* [HOW TO COMPLETE THIS TASK] Return the records from the first line through the line containing "TARGET: highway", and leave out the pictures.

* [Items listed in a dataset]
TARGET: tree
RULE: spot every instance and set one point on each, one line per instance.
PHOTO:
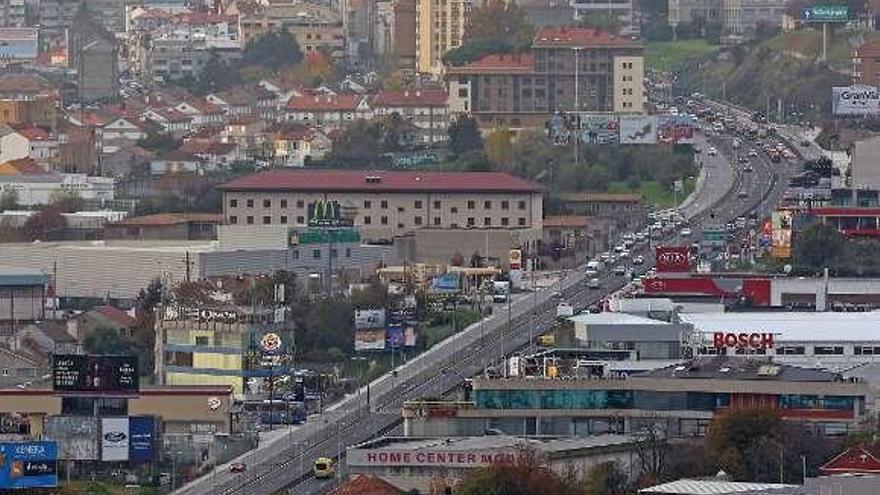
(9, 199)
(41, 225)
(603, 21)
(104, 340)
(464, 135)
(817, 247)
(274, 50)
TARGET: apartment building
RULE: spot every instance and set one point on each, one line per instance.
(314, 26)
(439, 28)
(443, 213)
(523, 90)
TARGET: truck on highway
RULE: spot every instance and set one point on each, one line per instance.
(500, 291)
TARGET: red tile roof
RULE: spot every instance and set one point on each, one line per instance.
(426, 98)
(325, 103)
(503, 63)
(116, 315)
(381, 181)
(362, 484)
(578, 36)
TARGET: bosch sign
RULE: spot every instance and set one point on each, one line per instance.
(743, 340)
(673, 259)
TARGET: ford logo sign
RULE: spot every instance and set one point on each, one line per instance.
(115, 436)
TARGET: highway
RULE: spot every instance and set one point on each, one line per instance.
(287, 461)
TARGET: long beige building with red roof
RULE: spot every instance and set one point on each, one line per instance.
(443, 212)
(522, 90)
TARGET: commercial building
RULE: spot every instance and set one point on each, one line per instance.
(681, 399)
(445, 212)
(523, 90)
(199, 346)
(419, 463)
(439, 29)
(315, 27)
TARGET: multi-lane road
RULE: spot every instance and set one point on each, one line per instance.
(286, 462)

* [ANSWER FOR THIS EXERCISE]
TARGET: tree
RULE: spot every instance and set one point on each, one line per instance.
PHOTO:
(9, 199)
(41, 225)
(603, 21)
(104, 340)
(464, 135)
(817, 247)
(274, 50)
TARGET: apartment building
RULE: spot every instance and set one point on each, one line per instance.
(314, 26)
(439, 28)
(443, 213)
(523, 90)
TARGET: truck on highway
RULE: spot every instance and set one point on each, one line per instance.
(500, 291)
TARGET: red tile roof
RULE: spot every instance and set one point on each, one line per instance.
(426, 98)
(325, 103)
(503, 63)
(116, 315)
(381, 181)
(362, 484)
(578, 36)
TARGET: bosch sign
RULE: spot every instance and set one point on each, one line per instance.
(743, 340)
(673, 259)
TARGET: ford logo sign
RULE: spot every instance and set one point on each, one line per instance.
(115, 436)
TARGET: highway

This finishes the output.